_Objetivo declarado_
De acordo com o texto fornecido, de que forma deve ser classificado e graduado o credor hipotecário quanto ao produto da venda do direito à meação ou do direito à herança?

Concluímos, portanto, que a venda, em processo de execução ou processo de insolvência, do direito à meação ou do direito à herança onde se integre um imóvel (ou mais do que um) onerado com hipoteca não determina a caducidade dessa hipoteca nos termos do art. 824.º do CC e não confere ao credor hipotecário qualquer preferência de pagamento relativamente ao produto da venda daqueles direitos; tal credor terá, portanto, que ser classificado e graduado em relação ao produto dessa venda como credor comum. [...]
Sucede, no entanto, que, apesar de estar aqui apreendido o direito à herança ilíquida e indivisa aberta por óbito do cônjuge da Insolvente e o direito de meação da Insolvente no património conjugal, não serão esses direitos que se perspectiva virem a ser vendidos, mas sim os imóveis que integram esse património comum.
Com efeito e conforme se referiu supra, a herança aberta por óbito do cônjuge da Insolvente (H…) também foi declarada insolvente e foi aí apreendido o direito que ele detinha no património conjugal. Ou seja, ambas as meações no referido património estão apreendidas, ainda que em processos de insolvência diferentes, e os respectivos administradores estão a diligenciar conjuntamente pela venda dos imóveis cujo produto da venda irá ser repartido por ambas as insolvências.
Ora, se é certo que a graduação de créditos é feita, por norma, com referência aos bens apreendidos por serem esses os bens que irão ser vendidos no âmbito do processo de insolvência, a verdade é que nem sempre será assim.
Com efeito, ao contrário do que parece ter sido considerado, por exemplo, no Acórdão da Relação de Coimbra de 07/02/2017 (proferido no processo n.º 1230/14.3T8ACB-B.C1) [...], não nos parece que exista qualquer obstáculo legal à venda dos bens que integram o património comum do casal quando os direitos de ambos os cônjuges sobre esse património estão apreendidos em processos de insolvência diferentes.

_Linhas armazenadas_

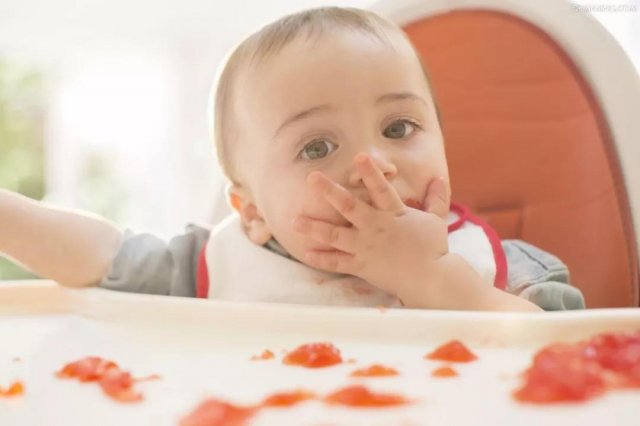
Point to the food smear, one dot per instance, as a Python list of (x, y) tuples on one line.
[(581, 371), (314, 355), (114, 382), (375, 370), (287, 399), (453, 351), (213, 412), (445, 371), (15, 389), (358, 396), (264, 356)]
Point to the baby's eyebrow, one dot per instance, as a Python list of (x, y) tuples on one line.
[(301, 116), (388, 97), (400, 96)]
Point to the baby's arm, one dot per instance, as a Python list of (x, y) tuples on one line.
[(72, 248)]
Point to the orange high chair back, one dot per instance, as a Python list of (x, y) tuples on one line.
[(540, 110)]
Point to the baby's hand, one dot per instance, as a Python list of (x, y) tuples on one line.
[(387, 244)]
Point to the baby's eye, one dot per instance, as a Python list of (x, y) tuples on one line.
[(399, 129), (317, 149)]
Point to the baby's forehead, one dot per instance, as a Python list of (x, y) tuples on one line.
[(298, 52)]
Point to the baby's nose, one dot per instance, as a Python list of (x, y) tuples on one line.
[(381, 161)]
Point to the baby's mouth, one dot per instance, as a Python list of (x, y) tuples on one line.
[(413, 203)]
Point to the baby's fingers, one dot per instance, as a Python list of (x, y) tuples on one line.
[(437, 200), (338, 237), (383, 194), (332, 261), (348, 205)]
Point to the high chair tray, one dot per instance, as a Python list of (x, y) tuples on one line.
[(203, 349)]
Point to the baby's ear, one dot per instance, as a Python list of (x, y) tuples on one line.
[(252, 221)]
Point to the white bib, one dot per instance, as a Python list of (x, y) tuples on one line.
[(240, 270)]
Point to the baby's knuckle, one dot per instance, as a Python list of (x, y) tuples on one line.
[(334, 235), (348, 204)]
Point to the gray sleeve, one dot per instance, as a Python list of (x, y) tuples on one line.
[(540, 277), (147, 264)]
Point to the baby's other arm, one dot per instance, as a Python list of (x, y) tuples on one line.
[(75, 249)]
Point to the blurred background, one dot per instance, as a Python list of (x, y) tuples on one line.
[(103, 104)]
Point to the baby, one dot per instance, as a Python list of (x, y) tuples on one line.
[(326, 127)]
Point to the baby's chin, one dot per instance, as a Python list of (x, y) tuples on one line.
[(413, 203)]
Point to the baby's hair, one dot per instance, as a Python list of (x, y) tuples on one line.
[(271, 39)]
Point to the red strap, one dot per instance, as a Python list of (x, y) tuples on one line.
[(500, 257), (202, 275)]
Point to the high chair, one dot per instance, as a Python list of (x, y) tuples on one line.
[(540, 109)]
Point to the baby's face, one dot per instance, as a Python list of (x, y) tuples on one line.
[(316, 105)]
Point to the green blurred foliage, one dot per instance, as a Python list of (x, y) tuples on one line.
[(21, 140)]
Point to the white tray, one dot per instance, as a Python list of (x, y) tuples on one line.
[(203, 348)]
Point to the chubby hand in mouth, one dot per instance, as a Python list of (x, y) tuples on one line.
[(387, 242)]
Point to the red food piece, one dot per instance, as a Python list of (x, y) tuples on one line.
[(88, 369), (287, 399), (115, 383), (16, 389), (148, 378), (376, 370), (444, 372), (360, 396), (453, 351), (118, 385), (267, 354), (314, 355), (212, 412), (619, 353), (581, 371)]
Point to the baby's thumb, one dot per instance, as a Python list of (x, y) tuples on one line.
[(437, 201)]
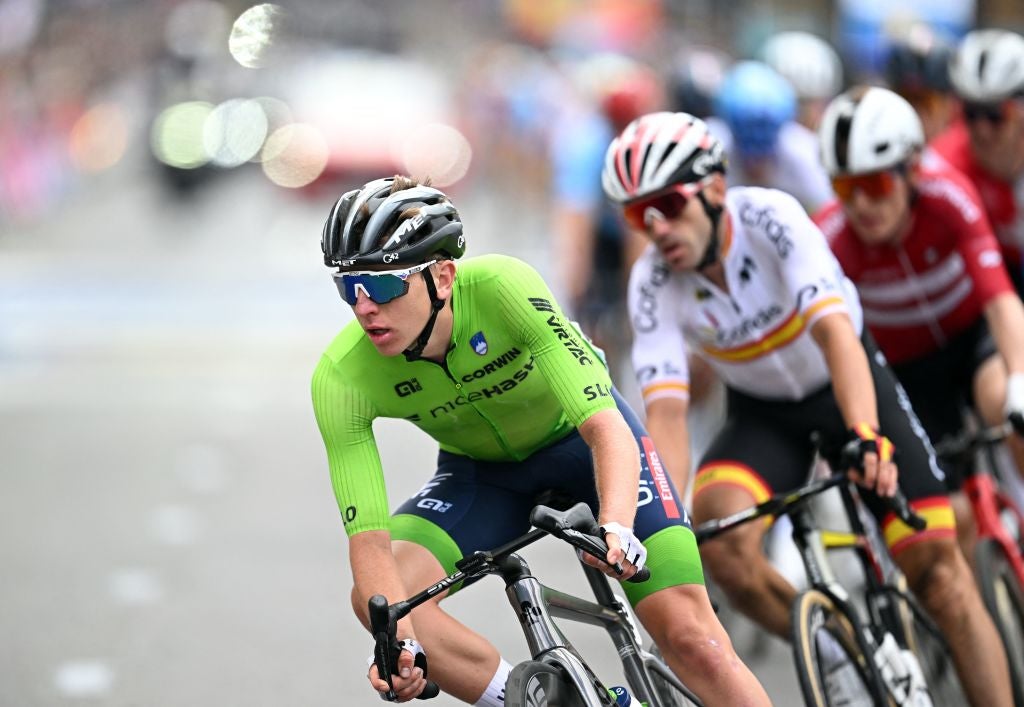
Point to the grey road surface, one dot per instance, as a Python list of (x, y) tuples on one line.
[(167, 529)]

==

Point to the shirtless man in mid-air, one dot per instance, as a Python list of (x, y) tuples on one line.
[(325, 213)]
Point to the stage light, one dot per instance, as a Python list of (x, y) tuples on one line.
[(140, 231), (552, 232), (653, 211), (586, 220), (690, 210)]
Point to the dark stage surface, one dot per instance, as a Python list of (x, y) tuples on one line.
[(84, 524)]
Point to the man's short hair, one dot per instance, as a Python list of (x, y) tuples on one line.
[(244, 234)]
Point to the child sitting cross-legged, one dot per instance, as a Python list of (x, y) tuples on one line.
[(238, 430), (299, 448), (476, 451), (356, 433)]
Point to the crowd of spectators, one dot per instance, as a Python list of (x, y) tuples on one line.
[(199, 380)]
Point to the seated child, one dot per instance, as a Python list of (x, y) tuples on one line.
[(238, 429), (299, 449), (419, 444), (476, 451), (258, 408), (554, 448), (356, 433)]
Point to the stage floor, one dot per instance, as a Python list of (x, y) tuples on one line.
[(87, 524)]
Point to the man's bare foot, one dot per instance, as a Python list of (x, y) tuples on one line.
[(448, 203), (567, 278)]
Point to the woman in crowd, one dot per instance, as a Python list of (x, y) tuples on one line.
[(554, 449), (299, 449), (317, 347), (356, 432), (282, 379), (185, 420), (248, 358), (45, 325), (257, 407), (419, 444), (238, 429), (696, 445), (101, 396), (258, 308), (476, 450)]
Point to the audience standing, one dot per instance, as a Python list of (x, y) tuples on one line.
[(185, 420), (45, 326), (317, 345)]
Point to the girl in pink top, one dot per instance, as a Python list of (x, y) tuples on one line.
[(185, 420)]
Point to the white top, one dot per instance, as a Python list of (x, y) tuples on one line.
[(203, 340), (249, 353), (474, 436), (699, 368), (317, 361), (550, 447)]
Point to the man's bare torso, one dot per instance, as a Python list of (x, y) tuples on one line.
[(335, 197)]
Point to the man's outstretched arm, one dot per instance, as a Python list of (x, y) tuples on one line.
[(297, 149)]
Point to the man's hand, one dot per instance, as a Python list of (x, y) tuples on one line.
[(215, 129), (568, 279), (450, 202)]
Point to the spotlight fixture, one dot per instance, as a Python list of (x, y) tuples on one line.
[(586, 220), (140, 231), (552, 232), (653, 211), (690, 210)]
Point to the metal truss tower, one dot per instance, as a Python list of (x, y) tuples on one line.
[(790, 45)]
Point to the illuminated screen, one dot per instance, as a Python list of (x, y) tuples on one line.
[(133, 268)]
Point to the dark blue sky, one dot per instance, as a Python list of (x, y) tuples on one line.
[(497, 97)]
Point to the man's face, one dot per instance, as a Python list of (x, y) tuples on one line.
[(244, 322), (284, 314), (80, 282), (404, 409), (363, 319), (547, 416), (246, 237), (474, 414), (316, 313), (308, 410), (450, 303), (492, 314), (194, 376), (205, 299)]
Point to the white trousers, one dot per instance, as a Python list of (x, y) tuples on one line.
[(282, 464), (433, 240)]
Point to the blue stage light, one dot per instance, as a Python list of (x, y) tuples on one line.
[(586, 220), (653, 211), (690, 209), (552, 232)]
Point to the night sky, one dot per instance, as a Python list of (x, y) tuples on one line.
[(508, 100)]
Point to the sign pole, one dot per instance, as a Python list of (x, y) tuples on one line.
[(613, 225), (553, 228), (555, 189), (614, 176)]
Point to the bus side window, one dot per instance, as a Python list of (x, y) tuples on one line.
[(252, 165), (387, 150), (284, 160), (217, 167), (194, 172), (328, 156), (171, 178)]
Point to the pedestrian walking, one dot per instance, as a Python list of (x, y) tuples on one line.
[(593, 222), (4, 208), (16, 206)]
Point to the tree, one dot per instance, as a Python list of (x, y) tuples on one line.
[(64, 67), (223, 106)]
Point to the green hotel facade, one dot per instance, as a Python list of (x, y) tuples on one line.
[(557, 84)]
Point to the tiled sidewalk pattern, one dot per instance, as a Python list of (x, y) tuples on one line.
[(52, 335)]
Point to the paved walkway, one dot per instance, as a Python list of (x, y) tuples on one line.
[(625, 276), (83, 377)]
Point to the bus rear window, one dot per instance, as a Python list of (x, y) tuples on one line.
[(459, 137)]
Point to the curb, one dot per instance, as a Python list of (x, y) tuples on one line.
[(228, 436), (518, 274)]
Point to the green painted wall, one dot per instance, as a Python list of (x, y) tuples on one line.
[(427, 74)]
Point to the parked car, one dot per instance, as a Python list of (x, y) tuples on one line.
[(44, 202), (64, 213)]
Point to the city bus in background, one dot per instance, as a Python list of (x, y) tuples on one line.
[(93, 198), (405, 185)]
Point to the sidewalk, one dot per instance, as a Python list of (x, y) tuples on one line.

_Resposta correta_
Deve ser classificado e graduado como credor comum.